■ **Extrait du document**
Comédie
dramatique de Aziz Chouaki, mise en scène de Laurent
Hatat, avec Azeddine Benamara et Mounya Boudiaf.
Cela commence comme un conte, avec le serment des oranges, qui lie un homme, un juste, qui n’a pas le privilège de détenir la vérité, qui s’est trompé parfois mais qui sait reconnaître ses erreurs, un homme sans âge, peut-être l’âme de cette Algérie si brûlante sous le soleil, le bleu du ciel et le ressac de la mer.
Cet homme animé d’un idéal interculturel,"métissé" comme sa
terre natale, terre de passage comme de nombreuses autres, nourrie
des cendres de tous ceux qui y ont vécu et venus d’horizons
divers, qui, à l’aube de du quarantième anniversaire de l’indépendance,
porte toujours au cou la première balle tirée par des français
en 1830 qu’il est chargé d’enterrer quand la paix, la fraternité
et l’amour seront revenus.

■ **Votre objectif**
Recopiez à l'identique le passage de l'extrait qui va de « Cet homme animé » jusqu'à « l’amour seront revenus. » inclus. Les lignes qui suivent n'interviennent pas dans ce travail.

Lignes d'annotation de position

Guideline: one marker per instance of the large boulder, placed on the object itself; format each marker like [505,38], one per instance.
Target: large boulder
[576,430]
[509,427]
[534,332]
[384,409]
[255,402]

■ **Réponse attendue**
Cet homme animé d’un idéal interculturel,"métissé" comme sa
terre natale, terre de passage comme de nombreuses autres, nourrie
des cendres de tous ceux qui y ont vécu et venus d’horizons
divers, qui, à l’aube de du quarantième anniversaire de l’indépendance,
porte toujours au cou la première balle tirée par des français
en 1830 qu’il est chargé d’enterrer quand la paix, la fraternité
et l’amour seront revenus.